START Source extract
Clinical Pharmacy – a US Working Model


There is an excellent US publication available online and its title is “Drug Topics”.
I probably have some affinity because the range of topics discussed ranges from pharmacy management to clinical pharmacy, somewhat similar to material published in i2P.
One recent article caught my eye, and it was titled: The new pharmacy: Revenue streams, Part I .
The tag line was:
“To be successful in pharmacy, we have to get a divorce”.

The author was Mark Burger, an experienced and long practicing community pharmacist located in America.
He owns Health First! Pharmacy and Compounding Centre in Windsor, California.

His article was based, in turn, on a report published in The Atlantic, one that you might like to include in your own library as a reference article.
Mark urges you to:
“Read the article in The Atlantic to get a sense of the paradigm shift that is going on — especially if you think this is NOT happening”.

“The title that caught my eye was: “The Evolution of Alternative Medicine.”
I wasn’t hopeful.
As a pharmacist who practices compounding and functional medicine, I was ready for the usual slam: “It’s not science!”
“It’s snake oil.”
“There is no ‘proof.’”
“It’s just Big Supplements making $$$$ off unsuspecting people,” etc.

Except it wasn’t.
The subtitle read:
“When it comes to treating pain and chronic disease, many doctors are turning to treatments like acupuncture and meditation — but using them as part of a larger, integrative approach to health.”

Which is exactly the direction that i2P has encouraged since its formation in 2000.
END Source extract
§ **Exercise tasks**
• 1. Reproduce the clinical pharmacy piece word for word, starting with "I probably have" and going on through "a reference article.".
• 2. Answer these questions using the clinical pharmacy piece:
(a) What is the title of the US publication that the piece describes as available online?
(b) In which town and state is Mark Burger's pharmacy located?
(c) In what year was i2P formed?
• 3. Rewrite the paragraph of the clinical pharmacy piece that begins "His article was based" in a shorter form, keeping its main facts.
The records have no connection to the clinical pharmacy piece.
START Dataset records
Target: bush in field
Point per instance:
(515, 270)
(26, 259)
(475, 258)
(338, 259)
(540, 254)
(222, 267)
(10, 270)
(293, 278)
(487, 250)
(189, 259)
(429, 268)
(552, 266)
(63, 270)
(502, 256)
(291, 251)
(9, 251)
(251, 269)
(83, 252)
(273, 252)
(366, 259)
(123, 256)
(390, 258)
END Dataset records
§ **Exercise results**
• 1.
I probably have some affinity because the range of topics discussed ranges from pharmacy management to clinical pharmacy, somewhat similar to material published in i2P.
One recent article caught my eye, and it was titled: The new pharmacy: Revenue streams, Part I .
The tag line was:
“To be successful in pharmacy, we have to get a divorce”.

The author was Mark Burger, an experienced and long practicing community pharmacist located in America.
He owns Health First! Pharmacy and Compounding Centre in Windsor, California.

His article was based, in turn, on a report published in The Atlantic, one that you might like to include in your own library as a reference article.

• 2.
(a) Drug Topics
(b) Windsor, California
(c) 2000

• 3. Mark Burger's article drew on a report in The Atlantic that readers may want to keep as a reference. He urges reading it to see the paradigm shift under way, especially for anyone who thinks it is not happening.